## Documento di origine

Ma se poche settimane fa ci spendevamo in elogi per la maturazione di Zalone nel suo ultimo film, "Quo vado?", per l'opera prima dei The Pills, diretta da uno di loro, ossia Luca Vecchi, occorre raffreddare di molto gli entusiasmi e convincersi che forse il passaggio al grande schermo è stato affrettato e poco lungimirante. Laddove Checco, coadiuvato dal sodale Gennaro Nunziante in cabina di regia, è riuscito, dopo diversi tentativi, a trasformare, finalmente, la sua comicità istantanea in materia prima per una vera e propria commedia, i tre romani si sono "limitati" a un cambio di mezzo comunicativo. Ma la sostanza, ignorando le regole della messa in scena cinematografica, è rimasta identica. I novanta minuti di "The Pills - Sempre meglio che lavorare" procedono senza una visione unitaria delle scene assemblate, accomunate, certo, da un filo conduttore, invero molto flebile rispetto alla preponderanza dello sketch in sé, di un situazionismo comico che procede per ripetizione dei soliti tic.
I tre sono in una sorta di crisi di mezza età anticipata: si sono ripromessi di non lavorare mai, ma le responsabilità bussano alla porta, una ragazza si affaccia nella vita di uno dei tre e mantenere fede al patto stretto da ragazzini diventa difficile. La comicità di The Pills è tutta verbale, è fatta di un rapporto di complicità fra gli attori e il pubblico, movenze e locuzioni tipiche della Roma contemporanea che chi frequenta gli stessi quartieri, gli stessi locali, gli stessi luoghi pubblici può ben capire. Ma se su Internet i singoli spezzoni acquistavano una forza grottesca esilarante, nel formato "cinema" si rischia addirittura un effetto-noia. Non volendosi piegare al nuovo strumento, il trio non rinuncia a usare in abbondanza alcuni dei propri marchi di fabbrica: flashback come se piovesse, musica invadente, citazionismo sempre puntuale (ma un po' troppo semplice, si va da Fellini a Tarantino).

## Righe di dati

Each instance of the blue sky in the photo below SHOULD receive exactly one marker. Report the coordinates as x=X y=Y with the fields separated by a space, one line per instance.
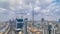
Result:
x=48 y=9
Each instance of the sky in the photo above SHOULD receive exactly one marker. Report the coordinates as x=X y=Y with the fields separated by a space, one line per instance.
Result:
x=48 y=9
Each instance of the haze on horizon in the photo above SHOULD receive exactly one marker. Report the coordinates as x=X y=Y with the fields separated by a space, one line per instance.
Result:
x=48 y=9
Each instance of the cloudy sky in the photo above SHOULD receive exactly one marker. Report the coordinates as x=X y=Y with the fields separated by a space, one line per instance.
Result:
x=48 y=9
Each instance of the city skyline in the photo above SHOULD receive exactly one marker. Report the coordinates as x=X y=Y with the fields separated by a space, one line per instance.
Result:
x=48 y=9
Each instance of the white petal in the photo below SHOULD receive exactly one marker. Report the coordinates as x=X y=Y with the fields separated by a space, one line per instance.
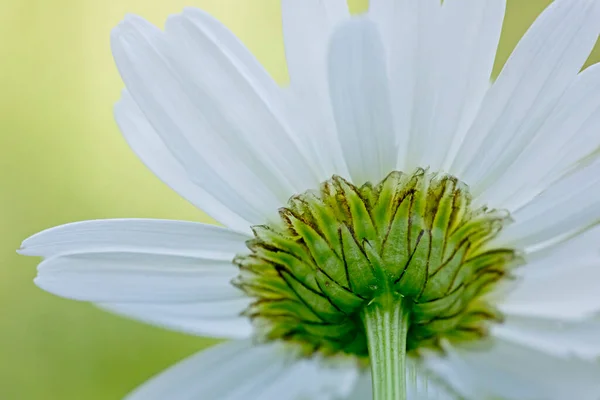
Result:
x=567 y=293
x=146 y=236
x=558 y=282
x=569 y=205
x=536 y=75
x=136 y=277
x=435 y=94
x=512 y=372
x=248 y=103
x=215 y=196
x=220 y=318
x=420 y=385
x=137 y=261
x=193 y=121
x=470 y=29
x=360 y=98
x=241 y=370
x=568 y=135
x=556 y=337
x=410 y=30
x=307 y=27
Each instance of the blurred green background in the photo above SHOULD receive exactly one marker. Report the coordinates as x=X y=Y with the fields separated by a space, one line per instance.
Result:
x=62 y=159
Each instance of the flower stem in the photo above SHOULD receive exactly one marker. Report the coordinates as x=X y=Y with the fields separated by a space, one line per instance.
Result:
x=386 y=323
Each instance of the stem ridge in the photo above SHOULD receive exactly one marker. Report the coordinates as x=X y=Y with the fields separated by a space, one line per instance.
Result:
x=386 y=324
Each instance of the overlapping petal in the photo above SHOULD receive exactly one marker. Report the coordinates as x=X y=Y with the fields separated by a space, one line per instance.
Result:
x=169 y=273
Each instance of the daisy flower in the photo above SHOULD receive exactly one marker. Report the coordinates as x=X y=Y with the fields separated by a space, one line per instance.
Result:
x=389 y=219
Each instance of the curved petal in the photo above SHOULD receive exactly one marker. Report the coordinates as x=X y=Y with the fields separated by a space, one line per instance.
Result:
x=147 y=236
x=542 y=66
x=568 y=135
x=242 y=370
x=553 y=336
x=472 y=30
x=204 y=116
x=558 y=282
x=420 y=386
x=359 y=94
x=150 y=261
x=305 y=24
x=307 y=27
x=247 y=106
x=218 y=318
x=219 y=200
x=514 y=372
x=569 y=205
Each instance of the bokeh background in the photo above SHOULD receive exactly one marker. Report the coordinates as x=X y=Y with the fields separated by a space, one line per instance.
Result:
x=62 y=159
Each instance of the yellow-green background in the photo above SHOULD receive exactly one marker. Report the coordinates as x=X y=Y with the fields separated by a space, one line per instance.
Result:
x=62 y=159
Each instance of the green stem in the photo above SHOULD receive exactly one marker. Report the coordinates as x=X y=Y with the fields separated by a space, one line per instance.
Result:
x=386 y=323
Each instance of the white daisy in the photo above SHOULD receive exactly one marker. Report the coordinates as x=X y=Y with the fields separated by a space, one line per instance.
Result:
x=391 y=189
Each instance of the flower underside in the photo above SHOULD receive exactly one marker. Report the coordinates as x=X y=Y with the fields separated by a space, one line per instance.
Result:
x=414 y=236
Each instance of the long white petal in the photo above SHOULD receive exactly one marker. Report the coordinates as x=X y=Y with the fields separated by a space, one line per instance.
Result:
x=219 y=318
x=568 y=135
x=247 y=106
x=307 y=27
x=305 y=24
x=150 y=261
x=514 y=372
x=134 y=277
x=568 y=205
x=557 y=337
x=194 y=124
x=145 y=236
x=410 y=30
x=212 y=194
x=242 y=370
x=534 y=78
x=360 y=98
x=470 y=29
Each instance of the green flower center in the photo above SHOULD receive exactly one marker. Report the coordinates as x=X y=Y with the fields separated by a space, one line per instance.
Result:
x=335 y=250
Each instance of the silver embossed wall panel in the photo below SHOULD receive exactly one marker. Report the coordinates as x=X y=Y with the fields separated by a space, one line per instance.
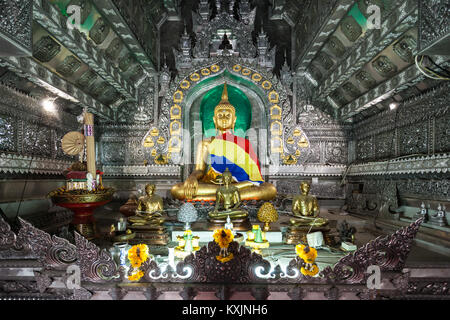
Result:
x=442 y=133
x=434 y=23
x=413 y=139
x=27 y=130
x=8 y=134
x=16 y=27
x=418 y=127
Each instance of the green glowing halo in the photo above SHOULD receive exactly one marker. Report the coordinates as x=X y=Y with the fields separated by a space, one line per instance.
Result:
x=240 y=102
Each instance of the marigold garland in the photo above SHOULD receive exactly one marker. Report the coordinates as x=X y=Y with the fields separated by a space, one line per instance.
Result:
x=136 y=276
x=310 y=272
x=306 y=253
x=225 y=259
x=223 y=237
x=137 y=255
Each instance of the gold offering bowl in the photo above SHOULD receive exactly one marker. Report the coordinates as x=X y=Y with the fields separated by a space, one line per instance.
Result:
x=257 y=246
x=73 y=197
x=179 y=251
x=83 y=204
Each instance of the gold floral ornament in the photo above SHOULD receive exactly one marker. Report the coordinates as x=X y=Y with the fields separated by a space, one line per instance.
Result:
x=256 y=77
x=215 y=68
x=185 y=84
x=267 y=214
x=267 y=85
x=237 y=68
x=137 y=255
x=205 y=72
x=223 y=237
x=178 y=96
x=308 y=255
x=246 y=72
x=195 y=77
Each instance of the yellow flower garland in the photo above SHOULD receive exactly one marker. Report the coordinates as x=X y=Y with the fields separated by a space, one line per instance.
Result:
x=223 y=237
x=225 y=259
x=306 y=253
x=314 y=270
x=136 y=276
x=137 y=255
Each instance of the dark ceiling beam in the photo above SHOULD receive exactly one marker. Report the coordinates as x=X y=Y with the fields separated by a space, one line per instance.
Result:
x=332 y=16
x=435 y=26
x=405 y=79
x=400 y=20
x=16 y=28
x=55 y=23
x=123 y=30
x=29 y=69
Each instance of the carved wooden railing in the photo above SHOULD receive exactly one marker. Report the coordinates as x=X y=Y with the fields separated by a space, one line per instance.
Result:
x=199 y=270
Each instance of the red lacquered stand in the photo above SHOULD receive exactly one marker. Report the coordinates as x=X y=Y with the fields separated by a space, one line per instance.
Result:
x=83 y=206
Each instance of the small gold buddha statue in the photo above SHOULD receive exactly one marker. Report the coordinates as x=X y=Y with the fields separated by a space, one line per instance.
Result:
x=305 y=209
x=228 y=201
x=206 y=179
x=149 y=209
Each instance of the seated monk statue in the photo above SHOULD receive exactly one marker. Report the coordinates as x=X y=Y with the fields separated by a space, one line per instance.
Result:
x=305 y=209
x=227 y=200
x=216 y=154
x=149 y=208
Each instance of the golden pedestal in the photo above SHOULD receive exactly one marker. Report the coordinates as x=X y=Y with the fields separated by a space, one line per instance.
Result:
x=296 y=235
x=257 y=246
x=151 y=235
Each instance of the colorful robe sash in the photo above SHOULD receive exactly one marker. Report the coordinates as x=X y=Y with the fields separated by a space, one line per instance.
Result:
x=236 y=154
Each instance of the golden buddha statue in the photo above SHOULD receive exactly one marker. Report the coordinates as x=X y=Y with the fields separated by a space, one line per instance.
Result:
x=305 y=209
x=227 y=197
x=215 y=155
x=149 y=209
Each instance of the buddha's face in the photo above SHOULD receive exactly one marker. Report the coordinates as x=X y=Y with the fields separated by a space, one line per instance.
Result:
x=227 y=178
x=224 y=119
x=304 y=187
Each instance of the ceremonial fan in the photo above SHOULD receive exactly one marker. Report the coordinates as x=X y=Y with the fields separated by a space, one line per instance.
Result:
x=73 y=144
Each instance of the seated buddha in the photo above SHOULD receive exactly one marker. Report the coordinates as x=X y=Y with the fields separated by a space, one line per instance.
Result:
x=216 y=154
x=149 y=209
x=305 y=209
x=228 y=200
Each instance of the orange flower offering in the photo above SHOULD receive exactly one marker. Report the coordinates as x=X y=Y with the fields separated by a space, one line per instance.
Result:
x=223 y=237
x=306 y=253
x=136 y=276
x=138 y=254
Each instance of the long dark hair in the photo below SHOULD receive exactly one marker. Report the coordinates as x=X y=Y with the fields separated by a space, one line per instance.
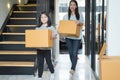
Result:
x=49 y=21
x=76 y=10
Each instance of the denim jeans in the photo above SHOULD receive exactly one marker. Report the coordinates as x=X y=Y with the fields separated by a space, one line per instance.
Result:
x=73 y=47
x=41 y=55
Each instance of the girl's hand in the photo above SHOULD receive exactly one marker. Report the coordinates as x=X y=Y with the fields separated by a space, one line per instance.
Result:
x=53 y=37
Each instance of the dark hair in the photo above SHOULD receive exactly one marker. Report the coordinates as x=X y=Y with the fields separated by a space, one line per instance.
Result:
x=76 y=10
x=49 y=21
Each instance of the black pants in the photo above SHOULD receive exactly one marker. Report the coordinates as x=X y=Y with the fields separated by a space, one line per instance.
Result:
x=41 y=54
x=73 y=47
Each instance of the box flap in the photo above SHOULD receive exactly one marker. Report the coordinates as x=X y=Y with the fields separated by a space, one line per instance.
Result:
x=102 y=51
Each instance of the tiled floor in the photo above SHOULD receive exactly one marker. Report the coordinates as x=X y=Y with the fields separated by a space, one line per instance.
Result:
x=83 y=71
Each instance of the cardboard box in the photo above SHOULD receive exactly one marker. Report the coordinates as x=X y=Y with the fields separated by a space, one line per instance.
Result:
x=69 y=28
x=38 y=38
x=109 y=66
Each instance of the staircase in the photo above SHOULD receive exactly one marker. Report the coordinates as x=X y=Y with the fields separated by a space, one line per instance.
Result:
x=15 y=58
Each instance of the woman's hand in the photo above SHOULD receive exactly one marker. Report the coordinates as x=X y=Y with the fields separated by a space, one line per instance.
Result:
x=77 y=22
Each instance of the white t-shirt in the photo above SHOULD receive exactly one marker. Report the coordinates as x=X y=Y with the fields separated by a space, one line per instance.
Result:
x=73 y=17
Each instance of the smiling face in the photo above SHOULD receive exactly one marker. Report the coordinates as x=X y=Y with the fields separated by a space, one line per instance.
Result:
x=73 y=6
x=44 y=19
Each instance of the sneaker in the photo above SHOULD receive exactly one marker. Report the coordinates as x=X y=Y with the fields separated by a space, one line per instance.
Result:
x=39 y=78
x=52 y=76
x=72 y=71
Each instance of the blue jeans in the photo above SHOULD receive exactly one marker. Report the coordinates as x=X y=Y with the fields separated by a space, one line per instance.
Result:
x=41 y=55
x=73 y=47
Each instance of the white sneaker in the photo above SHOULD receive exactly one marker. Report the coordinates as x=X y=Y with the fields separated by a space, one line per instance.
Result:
x=52 y=76
x=39 y=78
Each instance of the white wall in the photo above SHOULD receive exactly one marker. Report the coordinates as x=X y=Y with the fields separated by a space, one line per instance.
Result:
x=113 y=28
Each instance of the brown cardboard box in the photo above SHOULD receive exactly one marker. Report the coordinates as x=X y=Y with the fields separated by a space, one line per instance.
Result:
x=69 y=28
x=38 y=38
x=109 y=66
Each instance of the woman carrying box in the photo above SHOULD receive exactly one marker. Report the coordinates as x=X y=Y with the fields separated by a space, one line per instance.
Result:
x=45 y=53
x=73 y=42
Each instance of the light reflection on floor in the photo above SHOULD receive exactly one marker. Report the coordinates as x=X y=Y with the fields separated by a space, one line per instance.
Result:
x=83 y=71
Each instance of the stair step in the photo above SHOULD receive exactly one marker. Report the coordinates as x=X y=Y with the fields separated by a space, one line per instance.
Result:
x=18 y=52
x=24 y=11
x=12 y=42
x=13 y=33
x=21 y=25
x=28 y=5
x=23 y=18
x=16 y=64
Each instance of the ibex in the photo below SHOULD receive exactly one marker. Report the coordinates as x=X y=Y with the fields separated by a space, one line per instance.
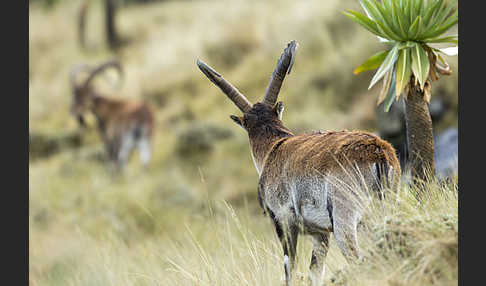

## Compito richiesto A
Nel documento di origine, chi ha diretto l'opera prima dei The Pills?
## Compito richiesto B
Riscrivi i record dall'inizio fino alla riga con "x=386 y=324", inclusa, sostituendo "photo" con "image" e lasciando invariato tutto il resto. Ometti le immagini.

## Risultato A
Luca Vecchi, uno dei The Pills.

## Risultato B
Each instance of the blue sky in the image below SHOULD receive exactly one marker. Report the coordinates as x=X y=Y with the fields separated by a space, one line per instance.
Result:
x=48 y=9
Each instance of the sky in the image above SHOULD receive exactly one marker. Report the coordinates as x=X y=Y with the fields separated by a space, one line per instance.
Result:
x=48 y=9
Each instance of the haze on horizon in the image above SHOULD receive exactly one marker. Report the coordinates as x=X y=Y with the fields separated by a space, one line per instance.
Result:
x=48 y=9
Each instance of the cloudy sky in the image above SHOULD receive exactly one marker. Report the coordinates as x=X y=Y with the fields separated by a space, one line per instance.
Result:
x=48 y=9
Each instance of the city skyline in the image above SHOULD receive exactly one marker. Report the coordinates as x=X y=Y with the fields separated by a space, one line per instance.
Result:
x=48 y=9
Each instance of the white petal in the image below SHOULD receive exactly one marker. Report the coordinates as x=X y=Y with the fields separated by a space, one line per instance.
Result:
x=567 y=293
x=146 y=236
x=558 y=282
x=569 y=205
x=536 y=75
x=136 y=277
x=435 y=94
x=512 y=372
x=248 y=103
x=215 y=196
x=220 y=318
x=420 y=385
x=137 y=261
x=193 y=121
x=470 y=29
x=360 y=98
x=241 y=370
x=568 y=135
x=556 y=337
x=410 y=30
x=307 y=27
Each instance of the blurred green background in the image above SHOULD receive exactly one marker. Report the coordinates as x=X y=Y with the fields separated by a space, one line per instance.
Result:
x=62 y=159
Each instance of the flower stem in the image above SHOULD receive exactly one marker. Report the coordinates as x=X y=Y with the fields separated by a space, one line per instance.
Result:
x=386 y=323
Each instance of the stem ridge in the image above SHOULD receive exactly one marker. Report the coordinates as x=X y=Y with the fields separated by a space, one line per instance.
Result:
x=386 y=324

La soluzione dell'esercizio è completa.